■ What to do ■
a – Can you repeat, word for word, everything in the piece on cutting business travel from "As we expand, we're" down to "NASDAQ under VIAN."?
b – Can you go on with the piece on cutting business travel, picking up right after its last sentence?

■ Text block ■
········

President and Chief Executive Officer
Viant Corp.
Boston, Massachusetts
As a professional-services company, we have been very concerned about the amount of travel that we require of our staff. One of our key objectives when we designed Viant's operating model was to minimize travel.
How are we doing that? We've decided to establish offices in major cities, and we've opened 10 so far. Each office offers all of our services but only works with clients in its own metropolitan area. Instead of doing work at a client's location, we're now doing everything in-house -- which means less travel, even within a particular area. Employees receive bonuses based on their ability to share information across departments, offices, and groups. The result is an automatic companywide exchange that helps eliminate a lot of face-to-face group meetings. Since everybody is a shareholder, and everybody's bonus is based on companywide performance, there's a real financial incentive to share information. We've actually found that incentive programs based on an individual's performance can be counterproductive.
As we expand, we're focusing on maintaining our corporate culture. A lot of companies that want to expand quickly into a city buy a local company, put a new name on its door, and, voila, they have a presence. We don't do that. When we go into a new city, we send in a launch team of 6 to 10 Viant-experienced people who form a nucleus there. Our culture, our processes, and our vision are immediately planted, and they grow organically.
Bob Gett (bgett@viant.com) is president and CEO of Viant, an Internet-consulting firm that has worked with such clients as American Express, General Motors, J. Crew, Kinko's, Sears, and Sony Pictures Entertainment to plan, build, and launch their digital businesses. Viant has also helped build such virtual businesses as della.com, sputnik7.com, and Wit Capital Corp. The company went public a year ago and is listed on NASDAQ under VIAN.
Professor of Electrical Engineering, Computer Science, and Bioengineering
University of California, Berkeley
Berkeley, California
People often say that there's no substitute for face-to-face interactions. I disagree. In some cases, technology can replace travel and actually provide a more human experience than in-person contact does.
I'm working on a project that will enable surgeons to operate remotely, using minimally invasive techniques, on patients who are in other cities. With this technology, a surgeon can sit at a computer and use a virtual-reality training simulator to repeat a procedure until it's perfected. When the surgeon gives the okay, the instrument repeats the surgeon's movements, but this time, it's on a live patient. Such instruments add precision to a procedure, because they're designed to compensate for involuntary movements in a surgeon's hands.

········

■ Given entries ■
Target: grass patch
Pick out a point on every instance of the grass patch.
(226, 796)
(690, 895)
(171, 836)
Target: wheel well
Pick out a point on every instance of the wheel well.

········

■ Expected responses ■
a –
As we expand, we're focusing on maintaining our corporate culture. A lot of companies that want to expand quickly into a city buy a local company, put a new name on its door, and, voila, they have a presence. We don't do that. When we go into a new city, we send in a launch team of 6 to 10 Viant-experienced people who form a nucleus there. Our culture, our processes, and our vision are immediately planted, and they grow organically.
Bob Gett (bgett@viant.com) is president and CEO of Viant, an Internet-consulting firm that has worked with such clients as American Express, General Motors, J. Crew, Kinko's, Sears, and Sony Pictures Entertainment to plan, build, and launch their digital businesses. Viant has also helped build such virtual businesses as della.com, sputnik7.com, and Wit Capital Corp. The company went public a year ago and is listed on NASDAQ under VIAN.

b –
People hate hospitals. This technology can bring health care into homes, and it can provide a more human experience than traditional face-to-face interventions ever could.
Shankar Sastry (sastry@darpa.mil) is on leave from the University of California, Berkeley and is now director of information technology for the Defense Advanced Research Projects Agency, in Washington, DC. At Berkeley, he has helped design millirobotics for minimally invasive surgery, a new air-traffic-management system to help alleviate congestion at airports, and a theoretic model for learning and adapting to biological systems.
Technical Fellow, Boeing Phantom Works
Boeing Co.
Bellevue, Washington
I work in the research division of Boeing, improving the way people in remote locations use technology to collaborate and studying how technology affects and changes the way people work. Long-distance collaboration is a very important issue at Boeing: Every new commercial aircraft that we create involves hundreds of design teams that are located in different cities throughout the United States. We've studied how teams work together, and we've come up with a few guidelines to help improve that process.
First, technology should never replace face-to-face contact. When Boeing begins building a new airplane, the first thing that it does is to bring the project's team leaders and other key people together. That initial face-to-face meeting helps people get to know one another, builds trust, and helps people to agree on goals.
Second, when people are teleconferencing, everyone involved must be very conscious of social behavior. People know how to behave in group meetings, but certain parameters must be established to make a teleconference effective. For instance, it's important to designate a meeting facilitator -- someone who makes sure that everyone feels included and gets heard.